── Text provided ──

You are viewing a plain text version of this content. The canonical link for it is here.
Posted to dev@beam.apache.org by Sam Rohde <sr...@google.com> on 2019/11/07 21:38:58 UTC

Confusing multiple output semantics in Python

Hi All,

In the Python SDK there are three ways of representing the output of a
PTransform with multiple PCollections:

   - dictionary: PCollection tag --> PCollection
   - tuple: index --> PCollection
   - DoOutputsTuple: tag, index, or field name --> PCollection

I find this inconsistent way of accessing multiple outputs to be confusing.
Say that you have an arbitrary PTransform with multiple outputs. How do you
know how to access an individual output without looking at the source
code? *You
can't!* Remember there are three representations of multiple outputs. So,
you need to look at the output type and determine what the output actually
is.

What purpose does it serve to have three different ways of representing a
single concept of multiple output PCollections?

My proposal is to have a single representation analogous to Java's
PCollectionTuple. With this new type you will able to access PCollections
by tag with the "[ ]" operator or by field name. It should also up-convert
returned tuples, dicts, and DoOutputsTuples from composites into this new
type.

Full example:

class SomeCustomComposite(PTransform):
  def expand(self, pcoll):
    def my_multi_do_fn(x):
      if isinstance(x, int):
        yield pvalue.TaggedOutput('number', x)
      if isinstance(x, str):
        yield pvalue.TaggedOutput('string', x)

    def printer(x):
      print(x)
      yield x

    outputs = pcoll | beam.ParDo(my_multi_do_fn).with_outputs()*
return pvalue.PTuple({
        'number': output.number | beam.ParDo(printer),
        'string': output.string | beam.ParDo(printer)
    })*

p = beam.Pipeline()
*main = p | SomeCustomComposite()*

# Access PCollection by field name.

───
── Record list ──

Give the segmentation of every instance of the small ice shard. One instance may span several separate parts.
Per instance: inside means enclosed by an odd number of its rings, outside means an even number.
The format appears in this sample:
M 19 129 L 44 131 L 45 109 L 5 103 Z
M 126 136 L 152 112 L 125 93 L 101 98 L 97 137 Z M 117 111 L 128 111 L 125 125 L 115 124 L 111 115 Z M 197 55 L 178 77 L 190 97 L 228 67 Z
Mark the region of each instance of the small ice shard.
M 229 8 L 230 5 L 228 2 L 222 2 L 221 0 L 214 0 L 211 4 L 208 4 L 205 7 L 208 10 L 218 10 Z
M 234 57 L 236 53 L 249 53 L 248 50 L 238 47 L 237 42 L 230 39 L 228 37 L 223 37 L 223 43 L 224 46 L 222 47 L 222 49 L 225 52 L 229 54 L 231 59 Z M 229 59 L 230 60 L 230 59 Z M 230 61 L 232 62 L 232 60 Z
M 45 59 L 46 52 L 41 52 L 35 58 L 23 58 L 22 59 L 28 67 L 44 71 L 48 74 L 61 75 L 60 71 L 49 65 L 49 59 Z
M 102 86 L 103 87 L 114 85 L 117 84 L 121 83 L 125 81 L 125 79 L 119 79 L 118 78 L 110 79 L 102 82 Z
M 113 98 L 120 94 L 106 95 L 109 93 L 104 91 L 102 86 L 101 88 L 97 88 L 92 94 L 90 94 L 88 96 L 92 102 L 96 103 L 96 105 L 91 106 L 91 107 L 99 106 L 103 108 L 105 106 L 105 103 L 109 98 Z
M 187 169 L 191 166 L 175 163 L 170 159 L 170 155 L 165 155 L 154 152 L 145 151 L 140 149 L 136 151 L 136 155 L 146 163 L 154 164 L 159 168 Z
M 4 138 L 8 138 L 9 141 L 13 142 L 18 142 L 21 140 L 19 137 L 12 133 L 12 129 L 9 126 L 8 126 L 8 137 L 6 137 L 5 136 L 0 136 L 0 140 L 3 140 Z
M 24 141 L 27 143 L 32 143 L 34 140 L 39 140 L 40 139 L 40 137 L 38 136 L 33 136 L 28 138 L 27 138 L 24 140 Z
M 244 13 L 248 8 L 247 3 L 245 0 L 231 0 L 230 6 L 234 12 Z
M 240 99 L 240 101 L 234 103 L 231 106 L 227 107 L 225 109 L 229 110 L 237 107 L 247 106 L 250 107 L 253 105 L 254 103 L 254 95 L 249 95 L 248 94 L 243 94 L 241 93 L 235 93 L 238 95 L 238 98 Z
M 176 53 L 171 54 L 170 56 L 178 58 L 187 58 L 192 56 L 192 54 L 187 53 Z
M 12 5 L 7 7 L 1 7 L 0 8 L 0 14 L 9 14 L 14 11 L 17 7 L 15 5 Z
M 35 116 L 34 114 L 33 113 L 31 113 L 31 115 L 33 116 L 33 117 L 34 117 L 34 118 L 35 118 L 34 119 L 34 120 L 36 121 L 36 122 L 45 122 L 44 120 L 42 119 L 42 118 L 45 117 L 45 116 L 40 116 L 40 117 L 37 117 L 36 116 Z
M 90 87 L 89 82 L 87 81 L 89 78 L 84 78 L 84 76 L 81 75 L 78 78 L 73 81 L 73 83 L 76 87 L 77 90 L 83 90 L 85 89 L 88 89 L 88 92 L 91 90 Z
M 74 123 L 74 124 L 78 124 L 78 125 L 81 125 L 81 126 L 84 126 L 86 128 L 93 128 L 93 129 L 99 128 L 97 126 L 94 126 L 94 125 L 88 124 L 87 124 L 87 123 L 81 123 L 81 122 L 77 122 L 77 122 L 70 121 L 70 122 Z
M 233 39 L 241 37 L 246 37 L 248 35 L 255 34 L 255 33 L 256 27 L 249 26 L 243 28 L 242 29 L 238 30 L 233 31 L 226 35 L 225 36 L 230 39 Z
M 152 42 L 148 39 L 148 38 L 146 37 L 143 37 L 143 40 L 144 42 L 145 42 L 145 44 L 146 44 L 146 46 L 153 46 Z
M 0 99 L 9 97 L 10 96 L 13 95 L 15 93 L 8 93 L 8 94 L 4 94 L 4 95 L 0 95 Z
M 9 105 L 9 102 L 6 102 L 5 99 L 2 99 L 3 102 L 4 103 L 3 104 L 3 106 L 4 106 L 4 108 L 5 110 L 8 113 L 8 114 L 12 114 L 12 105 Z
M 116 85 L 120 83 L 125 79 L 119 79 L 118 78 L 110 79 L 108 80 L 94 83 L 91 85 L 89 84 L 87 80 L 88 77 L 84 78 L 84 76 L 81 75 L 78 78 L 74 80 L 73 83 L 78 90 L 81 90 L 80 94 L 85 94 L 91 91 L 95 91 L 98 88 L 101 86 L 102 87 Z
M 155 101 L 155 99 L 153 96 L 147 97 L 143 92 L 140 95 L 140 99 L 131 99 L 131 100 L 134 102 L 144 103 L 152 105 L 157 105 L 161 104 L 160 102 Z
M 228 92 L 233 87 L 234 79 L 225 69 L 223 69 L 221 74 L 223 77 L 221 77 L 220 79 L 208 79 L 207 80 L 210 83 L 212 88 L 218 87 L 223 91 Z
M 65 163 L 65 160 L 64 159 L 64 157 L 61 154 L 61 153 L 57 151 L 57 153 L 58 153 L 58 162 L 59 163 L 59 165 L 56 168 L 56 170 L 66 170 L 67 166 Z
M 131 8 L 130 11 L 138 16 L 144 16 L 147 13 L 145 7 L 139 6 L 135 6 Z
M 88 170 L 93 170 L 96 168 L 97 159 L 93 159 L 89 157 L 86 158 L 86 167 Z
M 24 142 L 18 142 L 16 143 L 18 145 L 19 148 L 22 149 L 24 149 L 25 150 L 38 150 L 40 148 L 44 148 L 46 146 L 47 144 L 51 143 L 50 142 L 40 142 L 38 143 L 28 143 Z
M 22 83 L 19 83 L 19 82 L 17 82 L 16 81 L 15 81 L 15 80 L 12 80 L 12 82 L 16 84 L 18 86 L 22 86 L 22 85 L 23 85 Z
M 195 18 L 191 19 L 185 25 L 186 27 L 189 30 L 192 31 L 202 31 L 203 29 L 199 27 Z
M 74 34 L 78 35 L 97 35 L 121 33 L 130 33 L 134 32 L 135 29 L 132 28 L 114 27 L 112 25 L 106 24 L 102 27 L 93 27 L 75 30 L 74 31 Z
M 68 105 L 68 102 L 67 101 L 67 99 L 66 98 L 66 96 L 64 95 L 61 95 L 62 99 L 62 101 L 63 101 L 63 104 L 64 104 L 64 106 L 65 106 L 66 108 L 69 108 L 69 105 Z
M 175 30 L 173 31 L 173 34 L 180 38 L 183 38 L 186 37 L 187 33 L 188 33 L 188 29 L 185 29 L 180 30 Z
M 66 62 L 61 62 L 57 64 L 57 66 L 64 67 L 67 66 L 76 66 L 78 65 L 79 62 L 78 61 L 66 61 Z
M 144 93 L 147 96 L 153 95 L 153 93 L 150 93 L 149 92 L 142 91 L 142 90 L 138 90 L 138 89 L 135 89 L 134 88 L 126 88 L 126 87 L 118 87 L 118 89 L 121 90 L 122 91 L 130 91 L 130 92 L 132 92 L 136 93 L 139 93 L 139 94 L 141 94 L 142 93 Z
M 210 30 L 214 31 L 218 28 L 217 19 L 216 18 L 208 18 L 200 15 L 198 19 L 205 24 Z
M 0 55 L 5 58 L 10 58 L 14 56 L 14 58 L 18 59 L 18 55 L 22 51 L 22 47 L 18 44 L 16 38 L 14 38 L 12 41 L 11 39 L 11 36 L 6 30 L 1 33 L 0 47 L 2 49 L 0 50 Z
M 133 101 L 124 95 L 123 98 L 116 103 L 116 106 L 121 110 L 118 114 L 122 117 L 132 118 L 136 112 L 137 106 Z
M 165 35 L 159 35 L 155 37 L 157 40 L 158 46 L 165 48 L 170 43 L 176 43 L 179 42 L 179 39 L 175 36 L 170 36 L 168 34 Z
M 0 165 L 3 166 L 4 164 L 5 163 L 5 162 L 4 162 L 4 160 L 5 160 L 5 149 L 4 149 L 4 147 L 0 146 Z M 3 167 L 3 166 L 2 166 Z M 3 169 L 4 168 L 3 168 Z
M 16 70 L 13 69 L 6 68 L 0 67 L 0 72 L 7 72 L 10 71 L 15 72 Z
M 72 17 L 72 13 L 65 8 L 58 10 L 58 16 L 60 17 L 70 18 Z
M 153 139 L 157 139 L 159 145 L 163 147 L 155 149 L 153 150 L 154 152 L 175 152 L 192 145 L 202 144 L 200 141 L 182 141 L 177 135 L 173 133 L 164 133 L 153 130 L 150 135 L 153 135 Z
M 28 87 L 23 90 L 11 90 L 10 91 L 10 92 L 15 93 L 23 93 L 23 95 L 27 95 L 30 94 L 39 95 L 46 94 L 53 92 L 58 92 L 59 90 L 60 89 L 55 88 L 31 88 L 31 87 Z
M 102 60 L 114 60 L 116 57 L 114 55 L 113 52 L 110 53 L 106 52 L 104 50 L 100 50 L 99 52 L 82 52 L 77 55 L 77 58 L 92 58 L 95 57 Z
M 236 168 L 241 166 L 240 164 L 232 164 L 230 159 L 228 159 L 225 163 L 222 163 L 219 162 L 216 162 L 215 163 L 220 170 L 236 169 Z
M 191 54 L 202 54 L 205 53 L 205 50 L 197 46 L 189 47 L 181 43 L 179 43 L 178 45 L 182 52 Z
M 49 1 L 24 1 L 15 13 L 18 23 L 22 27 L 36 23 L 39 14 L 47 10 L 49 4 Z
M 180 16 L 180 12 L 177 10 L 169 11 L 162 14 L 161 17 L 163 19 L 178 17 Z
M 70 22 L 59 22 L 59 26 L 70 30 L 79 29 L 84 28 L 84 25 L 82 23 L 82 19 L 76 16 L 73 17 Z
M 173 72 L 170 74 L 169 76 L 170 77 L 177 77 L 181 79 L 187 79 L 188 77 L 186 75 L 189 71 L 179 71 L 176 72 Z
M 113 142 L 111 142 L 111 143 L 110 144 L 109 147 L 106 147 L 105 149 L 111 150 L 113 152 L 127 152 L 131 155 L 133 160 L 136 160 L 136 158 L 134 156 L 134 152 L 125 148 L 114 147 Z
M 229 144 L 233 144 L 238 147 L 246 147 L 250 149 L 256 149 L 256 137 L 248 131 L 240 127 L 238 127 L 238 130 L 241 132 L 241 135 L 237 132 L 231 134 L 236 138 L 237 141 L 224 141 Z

───

### Stated exercise
Print the mailing-list post about multiple output semantics in Python again in full, with every line kept the same.

### Problem solution
You are viewing a plain text version of this content. The canonical link for it is here.
Posted to dev@beam.apache.org by Sam Rohde <sr...@google.com> on 2019/11/07 21:38:58 UTC

Confusing multiple output semantics in Python

Hi All,

In the Python SDK there are three ways of representing the output of a
PTransform with multiple PCollections:

   - dictionary: PCollection tag --> PCollection
   - tuple: index --> PCollection
   - DoOutputsTuple: tag, index, or field name --> PCollection

I find this inconsistent way of accessing multiple outputs to be confusing.
Say that you have an arbitrary PTransform with multiple outputs. How do you
know how to access an individual output without looking at the source
code? *You
can't!* Remember there are three representations of multiple outputs. So,
you need to look at the output type and determine what the output actually
is.

What purpose does it serve to have three different ways of representing a
single concept of multiple output PCollections?

My proposal is to have a single representation analogous to Java's
PCollectionTuple. With this new type you will able to access PCollections
by tag with the "[ ]" operator or by field name. It should also up-convert
returned tuples, dicts, and DoOutputsTuples from composites into this new
type.

Full example:

class SomeCustomComposite(PTransform):
  def expand(self, pcoll):
    def my_multi_do_fn(x):
      if isinstance(x, int):
        yield pvalue.TaggedOutput('number', x)
      if isinstance(x, str):
        yield pvalue.TaggedOutput('string', x)

    def printer(x):
      print(x)
      yield x

    outputs = pcoll | beam.ParDo(my_multi_do_fn).with_outputs()*
return pvalue.PTuple({
        'number': output.number | beam.ParDo(printer),
        'string': output.string | beam.ParDo(printer)
    })*

p = beam.Pipeline()
*main = p | SomeCustomComposite()*

# Access PCollection by field name.